* _Aim of the task_
Put everything from the line containing "Indicate the golden" down to the last of the items below into a Markdown table with the columns Row and Line. Number each line in Row, and leave out blank lines.

- - -

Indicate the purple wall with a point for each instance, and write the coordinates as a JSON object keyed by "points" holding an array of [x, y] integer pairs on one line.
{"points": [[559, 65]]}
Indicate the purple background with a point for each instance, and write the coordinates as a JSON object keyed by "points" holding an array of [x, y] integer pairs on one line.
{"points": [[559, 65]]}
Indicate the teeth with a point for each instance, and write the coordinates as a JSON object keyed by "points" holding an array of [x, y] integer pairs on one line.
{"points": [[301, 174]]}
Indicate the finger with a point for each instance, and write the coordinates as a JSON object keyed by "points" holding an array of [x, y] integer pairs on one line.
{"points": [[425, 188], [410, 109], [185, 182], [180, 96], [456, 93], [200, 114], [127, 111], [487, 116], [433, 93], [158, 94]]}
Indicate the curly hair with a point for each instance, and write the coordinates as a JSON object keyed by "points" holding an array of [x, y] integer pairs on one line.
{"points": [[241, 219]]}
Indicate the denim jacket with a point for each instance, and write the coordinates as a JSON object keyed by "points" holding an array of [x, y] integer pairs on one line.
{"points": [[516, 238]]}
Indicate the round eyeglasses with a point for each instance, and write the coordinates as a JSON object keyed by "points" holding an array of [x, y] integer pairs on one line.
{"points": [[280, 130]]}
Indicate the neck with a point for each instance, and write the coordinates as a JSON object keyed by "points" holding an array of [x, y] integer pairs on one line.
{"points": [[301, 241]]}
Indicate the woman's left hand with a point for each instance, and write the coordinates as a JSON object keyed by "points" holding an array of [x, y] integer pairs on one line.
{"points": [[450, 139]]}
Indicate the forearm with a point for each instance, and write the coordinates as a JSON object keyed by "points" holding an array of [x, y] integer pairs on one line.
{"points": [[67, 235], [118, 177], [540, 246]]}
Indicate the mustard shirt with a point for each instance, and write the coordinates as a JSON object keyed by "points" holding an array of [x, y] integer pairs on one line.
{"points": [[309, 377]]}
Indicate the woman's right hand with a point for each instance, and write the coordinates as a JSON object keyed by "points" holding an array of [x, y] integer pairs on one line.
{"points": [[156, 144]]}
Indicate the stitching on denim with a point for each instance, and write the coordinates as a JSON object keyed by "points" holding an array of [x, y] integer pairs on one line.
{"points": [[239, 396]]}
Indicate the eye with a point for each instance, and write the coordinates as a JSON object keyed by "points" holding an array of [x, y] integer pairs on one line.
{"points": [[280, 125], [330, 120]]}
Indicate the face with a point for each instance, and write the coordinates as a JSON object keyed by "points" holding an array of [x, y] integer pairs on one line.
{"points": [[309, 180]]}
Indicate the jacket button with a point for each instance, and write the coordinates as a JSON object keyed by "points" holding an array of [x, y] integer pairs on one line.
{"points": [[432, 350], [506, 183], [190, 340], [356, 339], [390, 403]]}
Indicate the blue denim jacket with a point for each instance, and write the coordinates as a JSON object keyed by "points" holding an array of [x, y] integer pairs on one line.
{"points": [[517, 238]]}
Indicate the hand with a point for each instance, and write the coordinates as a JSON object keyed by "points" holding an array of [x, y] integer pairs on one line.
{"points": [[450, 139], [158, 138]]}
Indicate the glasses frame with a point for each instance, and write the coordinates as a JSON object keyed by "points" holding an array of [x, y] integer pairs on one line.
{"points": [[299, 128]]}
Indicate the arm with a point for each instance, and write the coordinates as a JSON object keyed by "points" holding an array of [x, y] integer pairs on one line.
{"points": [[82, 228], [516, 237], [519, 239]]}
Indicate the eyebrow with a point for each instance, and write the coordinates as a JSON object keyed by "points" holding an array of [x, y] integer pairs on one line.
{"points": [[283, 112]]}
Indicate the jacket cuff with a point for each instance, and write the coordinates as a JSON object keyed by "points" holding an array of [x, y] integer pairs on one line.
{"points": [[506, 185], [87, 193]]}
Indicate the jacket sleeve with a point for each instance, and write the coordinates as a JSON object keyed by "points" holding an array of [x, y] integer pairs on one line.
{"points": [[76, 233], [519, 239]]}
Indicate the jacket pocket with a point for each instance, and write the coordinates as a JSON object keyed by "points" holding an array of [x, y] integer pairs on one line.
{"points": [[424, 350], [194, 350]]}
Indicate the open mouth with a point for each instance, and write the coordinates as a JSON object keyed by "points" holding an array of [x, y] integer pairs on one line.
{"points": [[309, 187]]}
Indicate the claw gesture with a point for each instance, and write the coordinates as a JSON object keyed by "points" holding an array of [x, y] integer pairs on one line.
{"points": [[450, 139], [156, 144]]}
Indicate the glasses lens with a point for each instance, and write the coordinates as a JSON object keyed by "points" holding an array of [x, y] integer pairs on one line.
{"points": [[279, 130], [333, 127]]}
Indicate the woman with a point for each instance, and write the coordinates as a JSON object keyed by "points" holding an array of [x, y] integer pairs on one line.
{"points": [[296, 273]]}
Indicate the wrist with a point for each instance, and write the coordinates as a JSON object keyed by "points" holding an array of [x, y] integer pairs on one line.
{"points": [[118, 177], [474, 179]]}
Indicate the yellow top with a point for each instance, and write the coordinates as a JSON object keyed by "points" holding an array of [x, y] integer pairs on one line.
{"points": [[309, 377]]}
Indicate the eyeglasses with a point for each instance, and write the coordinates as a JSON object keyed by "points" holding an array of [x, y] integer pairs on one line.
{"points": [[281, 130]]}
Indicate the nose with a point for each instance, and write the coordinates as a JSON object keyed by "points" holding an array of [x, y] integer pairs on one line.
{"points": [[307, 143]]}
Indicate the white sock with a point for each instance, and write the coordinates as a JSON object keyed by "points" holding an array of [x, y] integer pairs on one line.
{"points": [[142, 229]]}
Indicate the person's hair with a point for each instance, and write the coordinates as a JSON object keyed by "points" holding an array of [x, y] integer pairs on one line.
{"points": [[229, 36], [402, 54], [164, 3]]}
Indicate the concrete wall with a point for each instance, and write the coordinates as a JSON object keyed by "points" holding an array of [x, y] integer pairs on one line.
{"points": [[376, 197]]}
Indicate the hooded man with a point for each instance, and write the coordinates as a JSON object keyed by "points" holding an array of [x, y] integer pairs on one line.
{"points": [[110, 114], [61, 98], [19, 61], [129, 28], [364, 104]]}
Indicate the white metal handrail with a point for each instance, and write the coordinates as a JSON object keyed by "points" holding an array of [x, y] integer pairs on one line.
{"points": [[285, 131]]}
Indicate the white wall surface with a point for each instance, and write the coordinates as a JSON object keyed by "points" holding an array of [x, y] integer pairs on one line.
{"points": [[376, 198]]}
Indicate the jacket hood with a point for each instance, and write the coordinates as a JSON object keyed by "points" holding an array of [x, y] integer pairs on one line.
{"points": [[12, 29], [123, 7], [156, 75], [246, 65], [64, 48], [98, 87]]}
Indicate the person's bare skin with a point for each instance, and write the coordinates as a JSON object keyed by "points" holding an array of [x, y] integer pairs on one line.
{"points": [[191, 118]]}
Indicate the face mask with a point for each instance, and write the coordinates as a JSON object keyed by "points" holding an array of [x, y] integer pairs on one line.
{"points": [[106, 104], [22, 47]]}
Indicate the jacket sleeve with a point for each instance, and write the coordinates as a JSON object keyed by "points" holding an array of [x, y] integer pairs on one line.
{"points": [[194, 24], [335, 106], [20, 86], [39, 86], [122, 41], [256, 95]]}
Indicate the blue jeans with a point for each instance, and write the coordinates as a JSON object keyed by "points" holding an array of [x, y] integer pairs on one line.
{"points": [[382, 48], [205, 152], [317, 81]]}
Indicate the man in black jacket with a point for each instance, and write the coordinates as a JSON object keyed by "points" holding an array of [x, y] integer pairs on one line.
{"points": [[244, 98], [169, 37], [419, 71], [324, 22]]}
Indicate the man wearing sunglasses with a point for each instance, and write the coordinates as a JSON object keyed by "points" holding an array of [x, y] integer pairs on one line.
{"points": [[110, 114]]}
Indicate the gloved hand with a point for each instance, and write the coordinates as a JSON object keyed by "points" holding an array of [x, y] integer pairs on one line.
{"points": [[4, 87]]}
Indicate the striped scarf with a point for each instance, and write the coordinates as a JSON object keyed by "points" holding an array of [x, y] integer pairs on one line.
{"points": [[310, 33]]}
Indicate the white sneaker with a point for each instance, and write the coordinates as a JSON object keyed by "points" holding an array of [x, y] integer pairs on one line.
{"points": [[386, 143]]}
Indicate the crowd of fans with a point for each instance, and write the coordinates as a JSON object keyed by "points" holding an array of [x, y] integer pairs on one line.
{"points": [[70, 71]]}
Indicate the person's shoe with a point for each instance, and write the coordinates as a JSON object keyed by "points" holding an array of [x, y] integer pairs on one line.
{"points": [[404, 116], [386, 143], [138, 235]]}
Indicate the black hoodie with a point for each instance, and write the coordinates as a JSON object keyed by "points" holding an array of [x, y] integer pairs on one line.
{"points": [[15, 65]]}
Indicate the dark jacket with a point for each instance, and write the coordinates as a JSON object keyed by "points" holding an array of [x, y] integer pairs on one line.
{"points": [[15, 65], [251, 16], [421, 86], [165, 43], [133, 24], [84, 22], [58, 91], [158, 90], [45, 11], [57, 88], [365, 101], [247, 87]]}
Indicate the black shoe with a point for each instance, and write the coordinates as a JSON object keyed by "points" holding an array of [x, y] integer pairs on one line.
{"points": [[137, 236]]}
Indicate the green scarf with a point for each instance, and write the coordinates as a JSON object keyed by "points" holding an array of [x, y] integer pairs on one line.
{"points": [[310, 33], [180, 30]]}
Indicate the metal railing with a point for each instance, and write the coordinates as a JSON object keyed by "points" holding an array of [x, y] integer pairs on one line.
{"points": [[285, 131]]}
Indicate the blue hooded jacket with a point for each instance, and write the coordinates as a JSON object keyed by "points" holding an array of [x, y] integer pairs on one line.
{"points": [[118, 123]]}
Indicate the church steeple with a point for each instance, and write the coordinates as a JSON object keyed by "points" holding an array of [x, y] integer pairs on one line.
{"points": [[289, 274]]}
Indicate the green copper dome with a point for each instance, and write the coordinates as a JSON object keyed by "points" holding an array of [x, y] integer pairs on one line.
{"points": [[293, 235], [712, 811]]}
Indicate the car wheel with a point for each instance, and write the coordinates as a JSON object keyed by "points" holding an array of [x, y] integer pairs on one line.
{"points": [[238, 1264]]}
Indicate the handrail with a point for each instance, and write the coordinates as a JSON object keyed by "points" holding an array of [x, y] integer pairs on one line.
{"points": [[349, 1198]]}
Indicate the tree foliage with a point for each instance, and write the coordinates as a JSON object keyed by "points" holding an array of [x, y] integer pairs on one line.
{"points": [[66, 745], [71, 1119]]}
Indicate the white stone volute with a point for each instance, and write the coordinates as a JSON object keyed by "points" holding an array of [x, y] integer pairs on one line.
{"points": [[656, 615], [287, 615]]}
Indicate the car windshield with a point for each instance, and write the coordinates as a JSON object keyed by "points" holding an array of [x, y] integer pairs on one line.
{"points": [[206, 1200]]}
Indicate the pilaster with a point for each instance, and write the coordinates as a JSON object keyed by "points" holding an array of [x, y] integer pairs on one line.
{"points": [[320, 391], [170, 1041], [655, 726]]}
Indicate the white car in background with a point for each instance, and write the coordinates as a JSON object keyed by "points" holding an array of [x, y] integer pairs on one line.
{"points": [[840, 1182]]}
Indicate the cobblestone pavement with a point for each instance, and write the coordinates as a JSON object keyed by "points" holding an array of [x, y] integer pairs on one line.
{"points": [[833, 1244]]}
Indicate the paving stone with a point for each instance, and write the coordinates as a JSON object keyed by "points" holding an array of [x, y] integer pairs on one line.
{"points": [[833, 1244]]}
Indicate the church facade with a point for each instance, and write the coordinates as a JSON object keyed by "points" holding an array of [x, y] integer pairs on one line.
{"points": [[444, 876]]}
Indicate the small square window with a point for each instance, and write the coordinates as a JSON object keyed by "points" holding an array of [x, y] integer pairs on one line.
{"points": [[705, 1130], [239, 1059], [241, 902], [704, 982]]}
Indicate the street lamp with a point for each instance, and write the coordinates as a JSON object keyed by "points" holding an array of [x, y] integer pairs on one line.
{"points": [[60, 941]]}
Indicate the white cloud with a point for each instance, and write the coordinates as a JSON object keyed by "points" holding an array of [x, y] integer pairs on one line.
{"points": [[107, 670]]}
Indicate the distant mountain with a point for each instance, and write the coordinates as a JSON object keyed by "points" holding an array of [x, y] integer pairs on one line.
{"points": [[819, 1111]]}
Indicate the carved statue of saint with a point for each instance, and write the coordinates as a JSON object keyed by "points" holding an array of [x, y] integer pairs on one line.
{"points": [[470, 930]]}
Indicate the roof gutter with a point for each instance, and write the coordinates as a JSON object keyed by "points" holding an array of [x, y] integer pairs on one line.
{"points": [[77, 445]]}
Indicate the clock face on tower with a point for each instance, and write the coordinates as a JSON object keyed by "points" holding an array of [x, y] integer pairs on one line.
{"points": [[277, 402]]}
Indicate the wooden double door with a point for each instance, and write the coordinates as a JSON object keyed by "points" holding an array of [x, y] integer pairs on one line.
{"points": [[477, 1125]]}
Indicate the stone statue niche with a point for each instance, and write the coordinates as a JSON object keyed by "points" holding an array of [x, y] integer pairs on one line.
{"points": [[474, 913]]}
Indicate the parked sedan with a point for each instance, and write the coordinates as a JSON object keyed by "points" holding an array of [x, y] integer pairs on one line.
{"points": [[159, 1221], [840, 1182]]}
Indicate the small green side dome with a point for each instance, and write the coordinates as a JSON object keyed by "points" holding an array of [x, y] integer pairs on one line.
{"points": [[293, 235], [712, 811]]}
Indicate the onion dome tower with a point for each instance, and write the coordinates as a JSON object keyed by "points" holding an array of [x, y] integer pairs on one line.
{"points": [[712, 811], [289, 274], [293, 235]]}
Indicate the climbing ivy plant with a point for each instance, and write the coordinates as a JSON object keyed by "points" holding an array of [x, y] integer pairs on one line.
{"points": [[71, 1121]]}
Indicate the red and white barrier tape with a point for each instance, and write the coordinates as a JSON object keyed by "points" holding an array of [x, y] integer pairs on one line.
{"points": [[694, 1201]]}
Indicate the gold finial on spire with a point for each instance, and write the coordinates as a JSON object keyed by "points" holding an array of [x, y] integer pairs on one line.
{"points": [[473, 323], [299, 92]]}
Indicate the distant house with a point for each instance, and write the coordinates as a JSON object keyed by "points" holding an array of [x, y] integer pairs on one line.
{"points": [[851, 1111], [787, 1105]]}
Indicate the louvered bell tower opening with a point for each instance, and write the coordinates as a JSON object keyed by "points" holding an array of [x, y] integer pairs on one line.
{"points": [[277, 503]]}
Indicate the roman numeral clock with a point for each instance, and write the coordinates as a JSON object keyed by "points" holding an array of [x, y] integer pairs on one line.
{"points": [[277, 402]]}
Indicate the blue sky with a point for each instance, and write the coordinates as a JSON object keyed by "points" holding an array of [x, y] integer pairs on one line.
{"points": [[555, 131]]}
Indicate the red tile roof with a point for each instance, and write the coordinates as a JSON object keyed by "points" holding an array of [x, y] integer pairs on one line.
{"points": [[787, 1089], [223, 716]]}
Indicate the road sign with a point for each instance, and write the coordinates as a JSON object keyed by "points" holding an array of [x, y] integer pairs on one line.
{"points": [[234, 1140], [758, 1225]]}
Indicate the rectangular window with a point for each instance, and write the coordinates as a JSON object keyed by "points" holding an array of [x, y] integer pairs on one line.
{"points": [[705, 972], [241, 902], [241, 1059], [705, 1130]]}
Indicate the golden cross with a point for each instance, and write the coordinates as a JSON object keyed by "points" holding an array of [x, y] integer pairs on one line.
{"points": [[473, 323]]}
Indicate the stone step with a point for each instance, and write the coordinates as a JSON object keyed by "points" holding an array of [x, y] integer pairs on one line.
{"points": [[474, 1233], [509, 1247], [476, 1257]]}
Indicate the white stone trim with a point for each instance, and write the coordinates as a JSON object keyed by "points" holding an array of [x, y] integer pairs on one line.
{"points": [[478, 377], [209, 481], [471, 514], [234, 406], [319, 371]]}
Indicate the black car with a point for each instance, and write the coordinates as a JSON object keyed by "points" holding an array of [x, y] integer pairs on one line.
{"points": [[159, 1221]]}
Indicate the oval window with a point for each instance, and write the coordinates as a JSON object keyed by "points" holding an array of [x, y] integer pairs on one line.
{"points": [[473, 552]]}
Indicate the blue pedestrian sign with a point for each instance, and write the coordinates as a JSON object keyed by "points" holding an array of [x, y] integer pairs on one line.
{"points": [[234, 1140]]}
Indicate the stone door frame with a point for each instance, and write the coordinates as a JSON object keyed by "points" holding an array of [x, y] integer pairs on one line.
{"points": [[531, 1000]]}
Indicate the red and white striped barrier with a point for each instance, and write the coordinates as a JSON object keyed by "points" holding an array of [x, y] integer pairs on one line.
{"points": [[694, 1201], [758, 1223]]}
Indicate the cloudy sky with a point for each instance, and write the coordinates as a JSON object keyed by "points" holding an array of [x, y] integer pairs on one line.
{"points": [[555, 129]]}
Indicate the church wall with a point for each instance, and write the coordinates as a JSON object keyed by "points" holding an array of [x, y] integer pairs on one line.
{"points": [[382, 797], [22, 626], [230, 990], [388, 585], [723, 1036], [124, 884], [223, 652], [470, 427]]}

- - -

* _Result of the exercise_
| Row | Line |
|---|---|
| 1 | Indicate the golden cross with a point for each instance, and write the coordinates as a JSON object keyed by "points" holding an array of [x, y] integer pairs on one line. |
| 2 | {"points": [[473, 323]]} |
| 3 | Indicate the stone step with a point for each instance, and write the coordinates as a JSON object keyed by "points" holding an array of [x, y] integer pairs on one line. |
| 4 | {"points": [[474, 1233], [509, 1247], [476, 1257]]} |
| 5 | Indicate the white stone trim with a point for each instance, and write the coordinates as a JSON object keyed by "points" holding an array of [x, y] integer pairs on one line. |
| 6 | {"points": [[478, 377], [209, 481], [471, 514], [234, 406], [319, 371]]} |
| 7 | Indicate the black car with a point for each instance, and write the coordinates as a JSON object keyed by "points" holding an array of [x, y] integer pairs on one line. |
| 8 | {"points": [[159, 1221]]} |
| 9 | Indicate the oval window with a point for each instance, and write the coordinates as a JSON object keyed by "points" holding an array of [x, y] integer pairs on one line. |
| 10 | {"points": [[473, 552]]} |
| 11 | Indicate the blue pedestrian sign with a point for each instance, and write the coordinates as a JSON object keyed by "points" holding an array of [x, y] integer pairs on one line. |
| 12 | {"points": [[234, 1140]]} |
| 13 | Indicate the stone door frame with a point for each instance, and write the coordinates as a JSON object keyed by "points" holding an array of [x, y] integer pairs on one line. |
| 14 | {"points": [[531, 1000]]} |
| 15 | Indicate the red and white striped barrier with a point for each instance, and write the coordinates as a JSON object keyed by "points" holding an array of [x, y] integer pairs on one line. |
| 16 | {"points": [[694, 1201], [758, 1223]]} |
| 17 | Indicate the cloudy sky with a point for each instance, and write the coordinates as a JSON object keyed by "points" holding an array of [x, y] integer pairs on one line. |
| 18 | {"points": [[555, 129]]} |
| 19 | Indicate the church wall with a point for each instance, and write the coordinates as a JSON object keyed by "points" holding an array of [x, y] integer pairs on one line. |
| 20 | {"points": [[382, 797], [22, 626], [230, 990], [388, 585], [723, 1036], [124, 884], [223, 652], [470, 427]]} |